**Work task**:
From the first line to the last, copy the data exactly.

Extracted records:
· · · ·
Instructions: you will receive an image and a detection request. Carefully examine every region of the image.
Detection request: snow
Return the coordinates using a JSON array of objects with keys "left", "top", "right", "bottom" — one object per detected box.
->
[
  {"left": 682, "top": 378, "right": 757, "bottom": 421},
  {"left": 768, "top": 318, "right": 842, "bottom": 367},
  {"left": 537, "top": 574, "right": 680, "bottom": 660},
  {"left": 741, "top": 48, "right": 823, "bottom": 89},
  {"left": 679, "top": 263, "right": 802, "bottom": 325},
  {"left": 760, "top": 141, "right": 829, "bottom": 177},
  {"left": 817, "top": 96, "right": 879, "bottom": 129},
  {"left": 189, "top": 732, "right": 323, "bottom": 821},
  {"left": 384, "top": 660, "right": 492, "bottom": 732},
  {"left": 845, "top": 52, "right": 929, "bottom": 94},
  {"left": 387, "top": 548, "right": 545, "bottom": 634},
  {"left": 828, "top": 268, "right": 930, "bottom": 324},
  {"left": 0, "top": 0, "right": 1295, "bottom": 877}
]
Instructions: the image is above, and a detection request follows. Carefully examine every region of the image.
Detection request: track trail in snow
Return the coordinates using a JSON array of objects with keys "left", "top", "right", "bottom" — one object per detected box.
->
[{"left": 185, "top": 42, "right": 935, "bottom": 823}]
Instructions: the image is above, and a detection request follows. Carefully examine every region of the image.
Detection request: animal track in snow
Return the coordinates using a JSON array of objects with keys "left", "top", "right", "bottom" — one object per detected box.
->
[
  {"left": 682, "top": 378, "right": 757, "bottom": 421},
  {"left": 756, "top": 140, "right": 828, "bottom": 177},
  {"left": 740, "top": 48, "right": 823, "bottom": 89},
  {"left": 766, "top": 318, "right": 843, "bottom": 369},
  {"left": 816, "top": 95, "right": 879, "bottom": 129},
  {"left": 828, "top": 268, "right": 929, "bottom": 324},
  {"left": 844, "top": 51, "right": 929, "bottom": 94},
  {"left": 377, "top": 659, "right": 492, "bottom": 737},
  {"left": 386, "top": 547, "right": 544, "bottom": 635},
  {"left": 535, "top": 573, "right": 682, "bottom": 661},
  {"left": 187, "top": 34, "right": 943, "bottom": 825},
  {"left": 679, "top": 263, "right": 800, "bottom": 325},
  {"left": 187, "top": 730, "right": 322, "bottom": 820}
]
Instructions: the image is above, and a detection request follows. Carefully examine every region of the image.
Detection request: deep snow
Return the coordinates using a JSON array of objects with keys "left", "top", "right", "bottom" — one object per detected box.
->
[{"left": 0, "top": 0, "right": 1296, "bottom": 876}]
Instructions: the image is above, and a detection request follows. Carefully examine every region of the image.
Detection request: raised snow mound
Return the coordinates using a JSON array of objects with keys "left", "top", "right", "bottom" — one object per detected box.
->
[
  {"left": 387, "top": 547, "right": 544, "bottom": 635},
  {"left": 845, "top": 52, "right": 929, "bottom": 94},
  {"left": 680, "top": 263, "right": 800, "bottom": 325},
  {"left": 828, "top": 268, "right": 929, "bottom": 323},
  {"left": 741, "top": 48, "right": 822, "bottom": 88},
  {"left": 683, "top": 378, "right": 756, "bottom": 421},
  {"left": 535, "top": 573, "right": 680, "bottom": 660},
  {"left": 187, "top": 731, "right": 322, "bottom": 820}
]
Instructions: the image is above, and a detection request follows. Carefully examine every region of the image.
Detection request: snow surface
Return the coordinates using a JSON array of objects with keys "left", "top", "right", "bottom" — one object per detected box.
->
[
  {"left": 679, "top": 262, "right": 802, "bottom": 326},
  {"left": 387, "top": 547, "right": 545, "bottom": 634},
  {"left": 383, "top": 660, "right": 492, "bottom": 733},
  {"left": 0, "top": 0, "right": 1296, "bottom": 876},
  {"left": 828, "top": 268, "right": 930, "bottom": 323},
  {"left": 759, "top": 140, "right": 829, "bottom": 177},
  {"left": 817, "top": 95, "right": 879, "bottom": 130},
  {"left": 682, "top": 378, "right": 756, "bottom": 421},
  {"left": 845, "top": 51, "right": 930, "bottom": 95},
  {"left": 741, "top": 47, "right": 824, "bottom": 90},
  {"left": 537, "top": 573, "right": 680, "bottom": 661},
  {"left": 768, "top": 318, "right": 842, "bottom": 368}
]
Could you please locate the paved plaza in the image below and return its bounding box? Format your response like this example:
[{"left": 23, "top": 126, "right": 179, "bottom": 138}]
· · · ·
**Response to this exercise**:
Instructions: you will receive an image and a detection request. Carefully examine every region of the image.
Detection request: snow
Return the coordinates using a JSON array of objects with keys "left", "top", "right", "bottom" — one object per detected box.
->
[
  {"left": 682, "top": 378, "right": 757, "bottom": 421},
  {"left": 768, "top": 318, "right": 842, "bottom": 367},
  {"left": 537, "top": 574, "right": 680, "bottom": 660},
  {"left": 741, "top": 48, "right": 823, "bottom": 89},
  {"left": 679, "top": 263, "right": 802, "bottom": 325},
  {"left": 760, "top": 141, "right": 829, "bottom": 177},
  {"left": 817, "top": 96, "right": 879, "bottom": 129},
  {"left": 189, "top": 732, "right": 323, "bottom": 821},
  {"left": 384, "top": 660, "right": 492, "bottom": 732},
  {"left": 845, "top": 52, "right": 929, "bottom": 94},
  {"left": 387, "top": 548, "right": 545, "bottom": 634},
  {"left": 828, "top": 268, "right": 930, "bottom": 324},
  {"left": 0, "top": 0, "right": 1295, "bottom": 877}
]
Instructions: the image is above, and a detection request follows. Carefully examine every region of the image.
Detection request: track trail in snow
Return the coordinates using a JSON array of objects with keys "left", "top", "right", "bottom" — one object per detected box.
->
[{"left": 185, "top": 42, "right": 935, "bottom": 823}]
Instructions: the image is above, and a detection request follows. Carefully examine every region of the image.
Detection request: animal track in snow
Return the coordinates using a JSON array of objects with keys "left", "top", "right", "bottom" — one object per detected box.
->
[
  {"left": 682, "top": 378, "right": 757, "bottom": 421},
  {"left": 756, "top": 140, "right": 828, "bottom": 177},
  {"left": 740, "top": 48, "right": 823, "bottom": 89},
  {"left": 766, "top": 318, "right": 843, "bottom": 369},
  {"left": 816, "top": 95, "right": 879, "bottom": 129},
  {"left": 828, "top": 268, "right": 929, "bottom": 324},
  {"left": 844, "top": 51, "right": 929, "bottom": 94},
  {"left": 377, "top": 659, "right": 492, "bottom": 737},
  {"left": 386, "top": 547, "right": 544, "bottom": 635},
  {"left": 535, "top": 573, "right": 682, "bottom": 661},
  {"left": 187, "top": 34, "right": 943, "bottom": 825},
  {"left": 679, "top": 263, "right": 800, "bottom": 325},
  {"left": 187, "top": 730, "right": 322, "bottom": 820}
]
Instructions: the image is above, and a detection request follows. Carefully examine every region of the image.
Detection request: deep snow
Return the coordinates using a JSON array of objects with keys "left", "top", "right", "bottom" — one object per detected box.
->
[{"left": 0, "top": 0, "right": 1296, "bottom": 876}]
Instructions: the image is above, and a detection request follows. Carefully examine every region of the image.
Detection request: raised snow mound
Return the coordinates using a JSON array of objects with keys "left", "top", "right", "bottom" — one object per detected box.
->
[
  {"left": 387, "top": 547, "right": 544, "bottom": 635},
  {"left": 845, "top": 52, "right": 929, "bottom": 94},
  {"left": 680, "top": 263, "right": 800, "bottom": 325},
  {"left": 828, "top": 268, "right": 929, "bottom": 323},
  {"left": 741, "top": 48, "right": 822, "bottom": 88},
  {"left": 683, "top": 378, "right": 756, "bottom": 421},
  {"left": 535, "top": 573, "right": 680, "bottom": 660},
  {"left": 187, "top": 731, "right": 322, "bottom": 820}
]
Instructions: the image is above, and a detection request follows. Carefully examine every region of the image.
Detection request: snow surface
Return the coordinates using a JSON array of objects with keys "left", "top", "right", "bottom" — one object per detected box.
->
[
  {"left": 679, "top": 262, "right": 802, "bottom": 326},
  {"left": 387, "top": 547, "right": 545, "bottom": 634},
  {"left": 383, "top": 660, "right": 492, "bottom": 733},
  {"left": 0, "top": 0, "right": 1296, "bottom": 876},
  {"left": 828, "top": 268, "right": 930, "bottom": 323},
  {"left": 759, "top": 140, "right": 829, "bottom": 177},
  {"left": 817, "top": 95, "right": 879, "bottom": 130},
  {"left": 682, "top": 378, "right": 756, "bottom": 421},
  {"left": 845, "top": 51, "right": 930, "bottom": 95},
  {"left": 741, "top": 47, "right": 824, "bottom": 90},
  {"left": 537, "top": 573, "right": 680, "bottom": 661},
  {"left": 768, "top": 318, "right": 842, "bottom": 368}
]
Could you please locate the paved plaza in the image below and return its bounding box? Format your response like this example:
[{"left": 23, "top": 126, "right": 179, "bottom": 138}]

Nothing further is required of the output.